* start Text extract *

Source: https://elr.info/sites/default/files/litigation/27.21468.htm
Timestamp: 2020-01-28 04:01:47
Document Index: 506162890

Matched Legal Cases: ['§ 1319', '§ 1319', '§ 1311', '§ 1319', '§ 1311', '§ 1311', '§ 1342', '§ 1319', '§ 1319', '§ 1319', '§ 924', '§ 922', '§ 922', '§ 924', '§ 1319', '§ 1319', '§ 1319', '§ 1319', '§ 1319', '§ 1319', '§ 1319', '§ 1319', '§ 1319']

United States v. Sinskey
27 ELR 21468 | Environmental Law Reporter | copyright © 1997 | All rights reserved
No. 96-3962, -3965 (119 F.3d 712) (8th Cir. July 11, 1997)
The court affirms the convictions of a meat-packing plant manager and engineer for violating the Federal Water Pollution Control Act (FWPCA) by manipulating the testing process for the level of ammonia nitrate in the wastewater disposed of by the plant in order to appear to comply with the plant's national pollutant discharge elimination system (NPDES) permit. Regarding the plant manager's conviction, the court first holds that the trial court properly instructed the jury to find the manager guilty for violations of either the FWPCA or the NPDES permit by showing that he was merely aware of the nature of his acts and that he did not act or fail to act through ignorance, mistake, or accident. Following the generally accepted construction of the word in criminal statutes, the FWPCA's legislative history, and decisions of other appellate courts, the court rules that the word "knowingly" modifies the acts constituting the underlying conduct prohibited by the statute. The court also holds that the trial court did not abuse its discretion by admitting evidence of a wastewater treatment plant (WWTP) assistant manager's records of actual levels of ammonia nitrogen being discharged, nor did it err by not granting the plant manager's motion seeking to limit severely the government's ability to cross-examine an unindicted co-conspirator.

* end Text extract *
* start Provided records *

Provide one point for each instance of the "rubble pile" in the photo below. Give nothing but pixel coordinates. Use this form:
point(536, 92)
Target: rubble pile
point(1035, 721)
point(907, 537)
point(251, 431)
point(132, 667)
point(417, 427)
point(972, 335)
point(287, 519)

* end Provided records *
* start Provided records *

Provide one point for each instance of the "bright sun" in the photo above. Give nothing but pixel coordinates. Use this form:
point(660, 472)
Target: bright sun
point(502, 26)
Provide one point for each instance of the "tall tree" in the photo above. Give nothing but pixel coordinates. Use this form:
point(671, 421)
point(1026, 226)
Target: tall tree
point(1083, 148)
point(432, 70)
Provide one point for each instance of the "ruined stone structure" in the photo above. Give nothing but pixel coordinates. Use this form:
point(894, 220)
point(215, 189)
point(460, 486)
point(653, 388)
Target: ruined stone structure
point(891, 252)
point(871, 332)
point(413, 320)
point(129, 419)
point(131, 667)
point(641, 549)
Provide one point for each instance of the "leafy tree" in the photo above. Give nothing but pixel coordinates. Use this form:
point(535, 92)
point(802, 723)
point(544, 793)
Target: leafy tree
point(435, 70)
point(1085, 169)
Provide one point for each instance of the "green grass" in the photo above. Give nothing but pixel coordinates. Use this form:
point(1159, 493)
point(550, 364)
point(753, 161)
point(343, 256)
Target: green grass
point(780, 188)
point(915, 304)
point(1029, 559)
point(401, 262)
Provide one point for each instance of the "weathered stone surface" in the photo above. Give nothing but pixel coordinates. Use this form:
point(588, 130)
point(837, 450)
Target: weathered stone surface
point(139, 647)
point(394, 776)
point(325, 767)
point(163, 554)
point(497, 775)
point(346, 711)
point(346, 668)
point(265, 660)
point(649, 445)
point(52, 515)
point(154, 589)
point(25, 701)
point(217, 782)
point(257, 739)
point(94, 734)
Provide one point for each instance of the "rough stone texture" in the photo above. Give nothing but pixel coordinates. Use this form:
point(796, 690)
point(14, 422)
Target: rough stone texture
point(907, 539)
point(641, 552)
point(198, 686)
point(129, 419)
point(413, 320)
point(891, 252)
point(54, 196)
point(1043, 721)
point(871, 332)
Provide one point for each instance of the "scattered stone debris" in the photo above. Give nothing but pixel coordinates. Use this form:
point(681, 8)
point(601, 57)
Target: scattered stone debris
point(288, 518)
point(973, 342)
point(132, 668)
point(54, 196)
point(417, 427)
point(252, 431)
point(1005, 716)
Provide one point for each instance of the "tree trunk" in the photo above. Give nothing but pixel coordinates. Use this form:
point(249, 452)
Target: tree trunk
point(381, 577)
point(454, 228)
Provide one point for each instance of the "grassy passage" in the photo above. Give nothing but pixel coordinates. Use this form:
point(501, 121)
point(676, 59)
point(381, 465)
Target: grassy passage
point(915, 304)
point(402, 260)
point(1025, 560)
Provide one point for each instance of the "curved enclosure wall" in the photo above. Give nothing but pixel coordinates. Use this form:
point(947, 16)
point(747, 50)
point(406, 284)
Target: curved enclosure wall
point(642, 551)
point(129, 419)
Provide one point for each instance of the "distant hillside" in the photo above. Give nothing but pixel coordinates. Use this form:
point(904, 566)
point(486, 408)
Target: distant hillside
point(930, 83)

* end Provided records *

* To-do list
[1] In the case summary, which word does the court say modifies the acts making up the underlying conduct the statute prohibits?
[2] Repeat word for word the stretch of the case summary from "Matched Legal Cases: ['§" through "July 11, 1997)".

* Solutions below
[1] "Knowingly."

[2]
Matched Legal Cases: ['§ 1319', '§ 1319', '§ 1311', '§ 1319', '§ 1311', '§ 1311', '§ 1342', '§ 1319', '§ 1319', '§ 1319', '§ 924', '§ 922', '§ 922', '§ 924', '§ 1319', '§ 1319', '§ 1319', '§ 1319', '§ 1319', '§ 1319', '§ 1319', '§ 1319', '§ 1319']

United States v. Sinskey
27 ELR 21468 | Environmental Law Reporter | copyright © 1997 | All rights reserved
No. 96-3962, -3965 (119 F.3d 712) (8th Cir. July 11, 1997)